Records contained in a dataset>
<<<<

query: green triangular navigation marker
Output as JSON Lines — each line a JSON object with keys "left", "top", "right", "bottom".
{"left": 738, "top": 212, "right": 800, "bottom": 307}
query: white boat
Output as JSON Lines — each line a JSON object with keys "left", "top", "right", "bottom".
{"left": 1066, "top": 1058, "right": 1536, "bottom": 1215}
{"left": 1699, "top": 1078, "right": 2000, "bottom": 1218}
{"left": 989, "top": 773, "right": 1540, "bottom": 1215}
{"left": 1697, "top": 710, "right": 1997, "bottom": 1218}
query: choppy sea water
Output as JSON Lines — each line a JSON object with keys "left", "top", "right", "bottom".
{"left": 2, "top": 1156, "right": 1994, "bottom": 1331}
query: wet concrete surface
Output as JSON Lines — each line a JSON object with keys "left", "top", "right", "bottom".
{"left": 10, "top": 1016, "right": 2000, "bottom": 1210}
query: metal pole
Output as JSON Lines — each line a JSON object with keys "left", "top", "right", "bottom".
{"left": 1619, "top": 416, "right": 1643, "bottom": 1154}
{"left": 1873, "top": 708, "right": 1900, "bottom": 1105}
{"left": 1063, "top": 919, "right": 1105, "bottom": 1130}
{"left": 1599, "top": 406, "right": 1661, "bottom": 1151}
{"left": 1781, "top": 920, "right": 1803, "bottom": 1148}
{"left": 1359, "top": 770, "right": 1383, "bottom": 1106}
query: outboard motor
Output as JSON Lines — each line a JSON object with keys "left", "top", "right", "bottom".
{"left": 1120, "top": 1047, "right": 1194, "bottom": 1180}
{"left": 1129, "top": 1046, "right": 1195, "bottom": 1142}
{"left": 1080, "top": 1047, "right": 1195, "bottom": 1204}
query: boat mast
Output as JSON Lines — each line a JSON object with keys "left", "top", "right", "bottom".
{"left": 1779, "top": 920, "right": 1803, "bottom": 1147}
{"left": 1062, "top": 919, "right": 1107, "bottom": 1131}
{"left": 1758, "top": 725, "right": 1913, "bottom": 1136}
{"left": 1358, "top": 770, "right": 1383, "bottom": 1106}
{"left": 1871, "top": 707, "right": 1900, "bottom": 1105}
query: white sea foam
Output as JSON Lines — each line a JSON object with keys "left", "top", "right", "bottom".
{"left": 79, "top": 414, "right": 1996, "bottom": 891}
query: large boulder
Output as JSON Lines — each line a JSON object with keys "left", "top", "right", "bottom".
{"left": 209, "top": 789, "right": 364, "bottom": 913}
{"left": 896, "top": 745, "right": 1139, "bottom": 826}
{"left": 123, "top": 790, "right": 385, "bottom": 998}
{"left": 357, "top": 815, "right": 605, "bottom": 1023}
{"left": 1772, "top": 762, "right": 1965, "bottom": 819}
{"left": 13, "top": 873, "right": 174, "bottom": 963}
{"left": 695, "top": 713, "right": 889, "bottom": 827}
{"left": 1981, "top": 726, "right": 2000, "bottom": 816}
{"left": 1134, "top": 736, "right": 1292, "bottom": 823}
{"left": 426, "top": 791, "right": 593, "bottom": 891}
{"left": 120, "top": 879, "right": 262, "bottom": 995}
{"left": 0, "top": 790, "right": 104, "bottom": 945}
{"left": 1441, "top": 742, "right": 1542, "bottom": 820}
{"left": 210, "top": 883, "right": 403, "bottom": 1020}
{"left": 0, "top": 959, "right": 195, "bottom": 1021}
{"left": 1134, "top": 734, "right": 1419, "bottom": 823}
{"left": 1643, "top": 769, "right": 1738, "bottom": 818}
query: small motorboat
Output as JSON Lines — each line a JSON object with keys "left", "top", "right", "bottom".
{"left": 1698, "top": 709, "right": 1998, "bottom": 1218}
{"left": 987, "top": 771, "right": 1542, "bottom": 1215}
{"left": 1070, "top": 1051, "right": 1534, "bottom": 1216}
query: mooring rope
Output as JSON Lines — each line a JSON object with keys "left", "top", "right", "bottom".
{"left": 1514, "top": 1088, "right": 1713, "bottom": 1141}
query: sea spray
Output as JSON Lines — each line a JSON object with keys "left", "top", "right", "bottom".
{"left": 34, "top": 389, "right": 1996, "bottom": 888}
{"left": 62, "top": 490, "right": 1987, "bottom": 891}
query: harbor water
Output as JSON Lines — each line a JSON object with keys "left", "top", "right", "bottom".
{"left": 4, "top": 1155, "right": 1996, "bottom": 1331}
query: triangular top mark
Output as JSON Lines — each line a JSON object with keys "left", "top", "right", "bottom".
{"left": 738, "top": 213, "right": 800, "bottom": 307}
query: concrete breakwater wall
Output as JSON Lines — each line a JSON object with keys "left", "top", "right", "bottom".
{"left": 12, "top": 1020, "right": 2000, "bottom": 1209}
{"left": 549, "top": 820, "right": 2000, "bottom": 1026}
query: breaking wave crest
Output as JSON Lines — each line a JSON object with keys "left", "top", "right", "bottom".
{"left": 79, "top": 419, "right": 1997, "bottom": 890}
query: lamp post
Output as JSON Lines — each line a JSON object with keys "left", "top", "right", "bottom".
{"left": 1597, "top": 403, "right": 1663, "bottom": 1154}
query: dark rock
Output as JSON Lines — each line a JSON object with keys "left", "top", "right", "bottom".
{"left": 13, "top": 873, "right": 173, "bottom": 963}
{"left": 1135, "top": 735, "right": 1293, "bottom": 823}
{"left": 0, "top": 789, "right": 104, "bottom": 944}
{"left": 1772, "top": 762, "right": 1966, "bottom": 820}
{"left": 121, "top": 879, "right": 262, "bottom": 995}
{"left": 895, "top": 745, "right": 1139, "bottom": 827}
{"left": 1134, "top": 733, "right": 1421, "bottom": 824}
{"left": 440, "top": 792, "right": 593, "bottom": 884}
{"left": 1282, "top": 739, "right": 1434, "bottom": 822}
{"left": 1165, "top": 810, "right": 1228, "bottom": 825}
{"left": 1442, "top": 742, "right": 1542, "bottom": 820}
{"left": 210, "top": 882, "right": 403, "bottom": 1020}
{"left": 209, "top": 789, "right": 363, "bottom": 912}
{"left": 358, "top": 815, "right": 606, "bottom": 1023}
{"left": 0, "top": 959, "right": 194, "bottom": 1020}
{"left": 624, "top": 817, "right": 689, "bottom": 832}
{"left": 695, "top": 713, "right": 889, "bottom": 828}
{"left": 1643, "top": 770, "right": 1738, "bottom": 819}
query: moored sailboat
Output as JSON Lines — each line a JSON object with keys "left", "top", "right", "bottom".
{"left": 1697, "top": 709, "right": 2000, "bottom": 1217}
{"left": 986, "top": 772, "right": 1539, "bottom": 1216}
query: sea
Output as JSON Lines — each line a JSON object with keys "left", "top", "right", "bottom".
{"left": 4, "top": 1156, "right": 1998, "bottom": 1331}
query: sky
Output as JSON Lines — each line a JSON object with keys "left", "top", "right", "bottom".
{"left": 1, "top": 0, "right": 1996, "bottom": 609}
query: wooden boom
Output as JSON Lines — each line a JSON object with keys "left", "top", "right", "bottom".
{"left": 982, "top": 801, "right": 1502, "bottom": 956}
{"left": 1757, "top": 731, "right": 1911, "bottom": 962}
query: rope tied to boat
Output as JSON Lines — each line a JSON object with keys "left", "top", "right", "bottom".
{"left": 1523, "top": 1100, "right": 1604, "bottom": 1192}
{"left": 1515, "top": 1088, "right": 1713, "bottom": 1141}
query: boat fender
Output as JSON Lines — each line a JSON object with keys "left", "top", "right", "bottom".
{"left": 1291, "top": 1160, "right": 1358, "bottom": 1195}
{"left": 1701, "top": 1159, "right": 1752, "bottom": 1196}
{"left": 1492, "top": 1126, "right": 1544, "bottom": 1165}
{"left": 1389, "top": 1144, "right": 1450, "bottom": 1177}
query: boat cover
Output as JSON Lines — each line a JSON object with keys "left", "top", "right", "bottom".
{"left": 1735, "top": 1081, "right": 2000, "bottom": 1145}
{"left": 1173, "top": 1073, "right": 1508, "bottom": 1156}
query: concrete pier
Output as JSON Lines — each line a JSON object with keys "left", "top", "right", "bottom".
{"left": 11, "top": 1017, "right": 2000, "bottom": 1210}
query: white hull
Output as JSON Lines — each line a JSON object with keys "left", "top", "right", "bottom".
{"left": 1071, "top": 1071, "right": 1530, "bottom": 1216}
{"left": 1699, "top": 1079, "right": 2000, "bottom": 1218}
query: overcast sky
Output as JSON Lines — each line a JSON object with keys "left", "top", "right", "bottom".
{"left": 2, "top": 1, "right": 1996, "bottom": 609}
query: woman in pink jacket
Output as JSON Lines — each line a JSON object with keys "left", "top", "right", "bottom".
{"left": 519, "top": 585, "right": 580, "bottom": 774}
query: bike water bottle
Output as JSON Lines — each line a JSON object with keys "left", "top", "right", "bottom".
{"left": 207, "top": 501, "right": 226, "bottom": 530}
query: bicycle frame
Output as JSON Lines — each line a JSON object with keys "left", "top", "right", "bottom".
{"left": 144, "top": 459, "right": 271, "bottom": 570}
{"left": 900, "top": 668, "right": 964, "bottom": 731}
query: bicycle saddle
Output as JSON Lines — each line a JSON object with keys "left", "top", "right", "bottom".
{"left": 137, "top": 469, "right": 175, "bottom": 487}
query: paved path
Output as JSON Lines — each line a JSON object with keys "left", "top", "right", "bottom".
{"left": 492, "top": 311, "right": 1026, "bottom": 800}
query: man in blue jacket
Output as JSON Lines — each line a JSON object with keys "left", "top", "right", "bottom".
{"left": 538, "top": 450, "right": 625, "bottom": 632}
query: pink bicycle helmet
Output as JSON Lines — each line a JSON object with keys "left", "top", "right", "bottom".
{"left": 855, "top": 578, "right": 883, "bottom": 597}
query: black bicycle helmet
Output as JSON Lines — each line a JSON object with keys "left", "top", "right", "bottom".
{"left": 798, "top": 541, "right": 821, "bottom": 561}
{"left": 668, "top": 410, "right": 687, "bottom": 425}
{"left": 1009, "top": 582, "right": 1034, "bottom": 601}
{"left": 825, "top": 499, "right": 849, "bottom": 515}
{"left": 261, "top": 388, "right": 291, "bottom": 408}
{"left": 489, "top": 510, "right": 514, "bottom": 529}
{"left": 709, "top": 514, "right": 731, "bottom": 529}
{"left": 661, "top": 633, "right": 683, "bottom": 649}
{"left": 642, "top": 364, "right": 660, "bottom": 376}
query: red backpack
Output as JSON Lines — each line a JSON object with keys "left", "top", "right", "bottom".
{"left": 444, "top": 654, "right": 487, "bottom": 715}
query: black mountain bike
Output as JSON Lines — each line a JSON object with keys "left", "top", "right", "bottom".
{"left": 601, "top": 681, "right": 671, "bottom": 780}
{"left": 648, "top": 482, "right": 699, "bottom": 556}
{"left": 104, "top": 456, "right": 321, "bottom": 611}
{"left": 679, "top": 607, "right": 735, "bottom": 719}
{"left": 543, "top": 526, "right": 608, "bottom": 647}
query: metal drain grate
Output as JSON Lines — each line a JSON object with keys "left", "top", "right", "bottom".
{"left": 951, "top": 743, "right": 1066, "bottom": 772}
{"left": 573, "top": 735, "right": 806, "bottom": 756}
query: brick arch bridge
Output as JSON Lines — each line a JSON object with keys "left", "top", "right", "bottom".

>>>>

Exercise objective>
Please make an exact copy of the lines above from the line with "query: boat cover" through the line with "query: concrete pier", both ends included.

Finished task>
query: boat cover
Output as JSON Lines — each line a JSON object with keys "left", "top", "right", "bottom".
{"left": 1735, "top": 1081, "right": 2000, "bottom": 1145}
{"left": 1173, "top": 1073, "right": 1508, "bottom": 1156}
query: concrete pier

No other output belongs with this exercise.